____ Page excerpt

# Range Hood Vent Mod



## Paul (May 14, 2008)

I final took the time and vented the range hood out the side of the 23RS. For those of you that have not done this yet just take the time and do it. There are lots of threads on the process, remember measure twice maybe three times and then make your cut. A drill, saws-all, screw drivers, measuring tools, tin snips, the required parts and a few hours of your time is all it takes. I got rained in this weekend and it was so nice to vent the steam and smells outside. I figured out a trick that makes the install quite easy and removes the risk prior to cutting the hole through the outside skin of the trailer. If you want to do this mod and want some advice send me a PM and if you want I will give you a call to discuss the process.

________
____ Provided data

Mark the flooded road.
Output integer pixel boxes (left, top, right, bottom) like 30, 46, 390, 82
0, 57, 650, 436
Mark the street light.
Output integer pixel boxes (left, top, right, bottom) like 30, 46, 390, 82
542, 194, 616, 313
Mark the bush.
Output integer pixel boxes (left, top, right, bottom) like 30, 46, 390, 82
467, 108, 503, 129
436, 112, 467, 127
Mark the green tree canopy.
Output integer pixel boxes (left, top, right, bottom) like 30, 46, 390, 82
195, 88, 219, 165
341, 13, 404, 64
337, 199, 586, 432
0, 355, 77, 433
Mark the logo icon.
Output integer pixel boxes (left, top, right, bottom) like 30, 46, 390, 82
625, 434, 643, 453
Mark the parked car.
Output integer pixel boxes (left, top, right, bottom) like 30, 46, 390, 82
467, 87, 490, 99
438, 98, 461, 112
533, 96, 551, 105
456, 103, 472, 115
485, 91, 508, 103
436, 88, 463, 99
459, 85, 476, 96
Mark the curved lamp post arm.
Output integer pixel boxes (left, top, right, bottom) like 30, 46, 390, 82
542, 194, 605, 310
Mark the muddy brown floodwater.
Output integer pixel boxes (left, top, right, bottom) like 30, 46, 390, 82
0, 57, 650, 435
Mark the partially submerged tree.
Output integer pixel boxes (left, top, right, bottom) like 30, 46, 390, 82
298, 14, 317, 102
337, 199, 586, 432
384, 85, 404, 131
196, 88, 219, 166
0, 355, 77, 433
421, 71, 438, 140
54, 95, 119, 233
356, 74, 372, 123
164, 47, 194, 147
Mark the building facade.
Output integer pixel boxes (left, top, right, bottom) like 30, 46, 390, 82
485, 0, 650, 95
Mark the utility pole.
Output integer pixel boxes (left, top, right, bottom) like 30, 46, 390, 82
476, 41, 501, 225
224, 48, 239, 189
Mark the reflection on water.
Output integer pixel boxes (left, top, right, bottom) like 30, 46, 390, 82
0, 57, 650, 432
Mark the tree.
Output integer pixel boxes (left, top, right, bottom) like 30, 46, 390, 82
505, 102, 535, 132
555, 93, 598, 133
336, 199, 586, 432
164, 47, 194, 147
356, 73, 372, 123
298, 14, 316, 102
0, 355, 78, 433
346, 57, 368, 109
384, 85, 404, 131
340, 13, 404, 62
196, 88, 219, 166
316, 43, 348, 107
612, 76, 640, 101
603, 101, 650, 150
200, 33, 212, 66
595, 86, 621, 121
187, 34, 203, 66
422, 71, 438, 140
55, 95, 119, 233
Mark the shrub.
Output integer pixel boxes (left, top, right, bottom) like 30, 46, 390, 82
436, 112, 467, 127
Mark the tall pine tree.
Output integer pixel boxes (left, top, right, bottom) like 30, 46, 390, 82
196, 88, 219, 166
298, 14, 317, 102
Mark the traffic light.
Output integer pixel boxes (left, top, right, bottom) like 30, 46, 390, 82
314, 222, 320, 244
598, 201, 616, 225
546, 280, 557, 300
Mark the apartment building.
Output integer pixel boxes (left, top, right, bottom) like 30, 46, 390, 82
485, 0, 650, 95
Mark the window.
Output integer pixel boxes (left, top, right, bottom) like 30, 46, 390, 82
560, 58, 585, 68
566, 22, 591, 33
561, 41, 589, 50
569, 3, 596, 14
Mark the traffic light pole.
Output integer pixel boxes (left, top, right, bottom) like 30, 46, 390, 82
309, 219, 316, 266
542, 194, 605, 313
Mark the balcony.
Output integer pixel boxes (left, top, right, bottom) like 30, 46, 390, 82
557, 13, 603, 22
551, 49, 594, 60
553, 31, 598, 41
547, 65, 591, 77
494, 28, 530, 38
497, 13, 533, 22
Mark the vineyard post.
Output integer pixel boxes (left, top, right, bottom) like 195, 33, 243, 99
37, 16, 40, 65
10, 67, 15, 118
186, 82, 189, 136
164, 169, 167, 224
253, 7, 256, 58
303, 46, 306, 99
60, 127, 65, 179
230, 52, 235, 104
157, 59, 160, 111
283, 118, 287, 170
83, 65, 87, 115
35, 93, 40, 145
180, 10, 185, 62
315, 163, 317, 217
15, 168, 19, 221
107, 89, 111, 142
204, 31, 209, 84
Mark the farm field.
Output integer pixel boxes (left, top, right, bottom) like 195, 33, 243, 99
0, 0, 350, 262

________

**Written request A:**
Answer these questions using the range hood vent post:
(i) Out the side of which trailer was the range hood vented?
(ii) What kept the poster in over the weekend?
(iii) How many times does the post advise measuring before making the cut?
**Written request B:**
Continue the range hood vent post from its final sentence, in the same forum voice.

**Response A:**
(i) The 23RS.
(ii) Rain.
(iii) Twice, maybe three times.

**Response B:**
----------



## Paul (May 14, 2008)

robertized said:


> Paul here is a post I did on this topic and also another one by Ridgeway-Rangers.
> 
> http://www.outbackers.com/forums/index.php?showtopic=36241&view=findpost&p=437161
> 
> ...


The second link is pretty much how I installed mine. And yes, it was pretty easy. Just remember to measure twice.


----------



## MJV (Apr 19, 2012)

Yep !! It was well worth the time, to get those onion fumes outside !!. Just don't get me started why this cannot be done at the factory !!.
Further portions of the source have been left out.